EXERCISE INSTRUCTIONS:
A faithful copy of the listing below is needed, one that contains no pictures.

___ MATERIAL FOR THIS EXERCISE ___

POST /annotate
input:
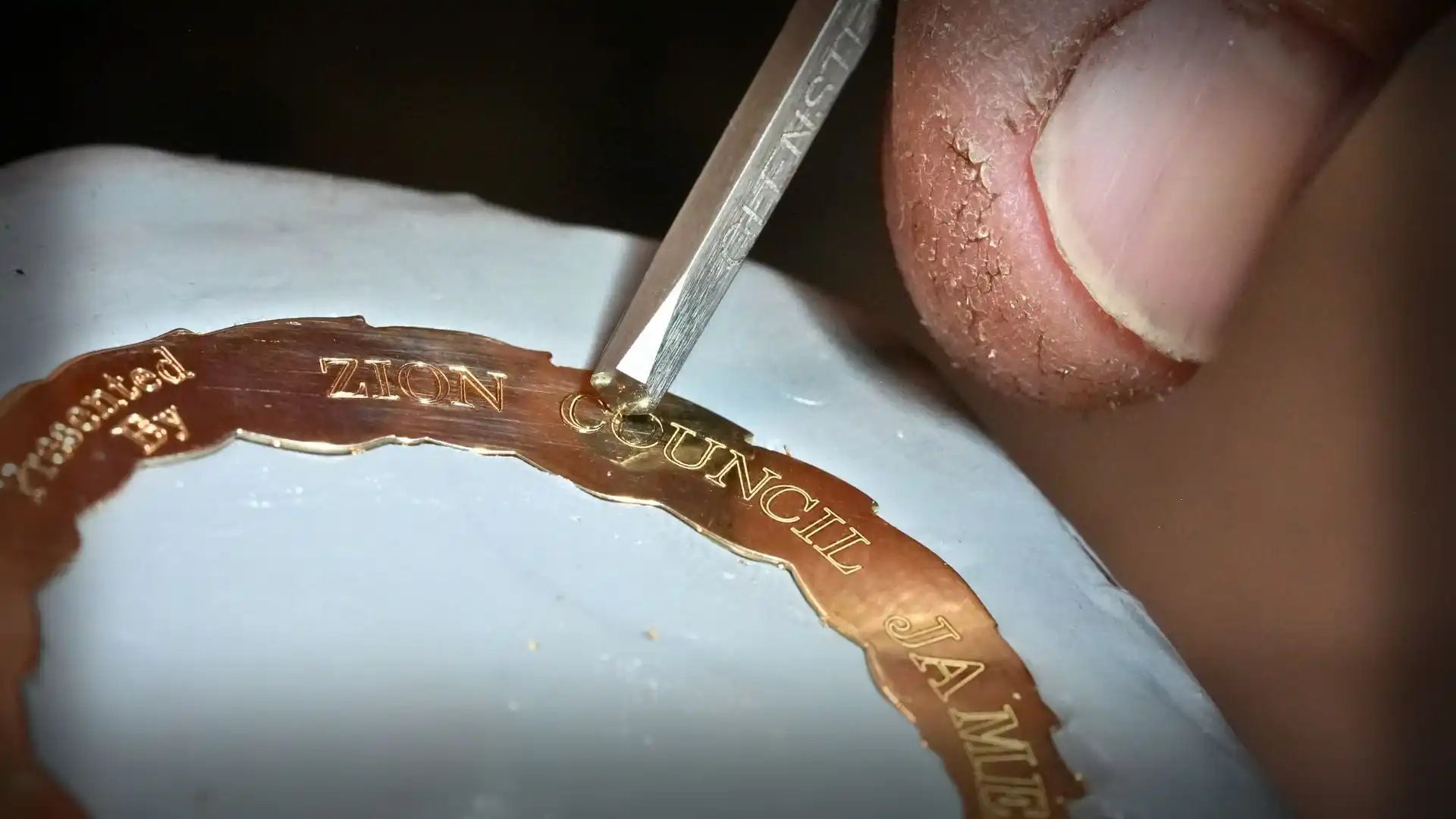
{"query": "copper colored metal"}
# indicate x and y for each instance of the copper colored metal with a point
(341, 387)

___

TASK RESULT:
POST /annotate
input:
{"query": "copper colored metal"}
# indicate x and y for each instance of the copper colored metal with a point
(341, 387)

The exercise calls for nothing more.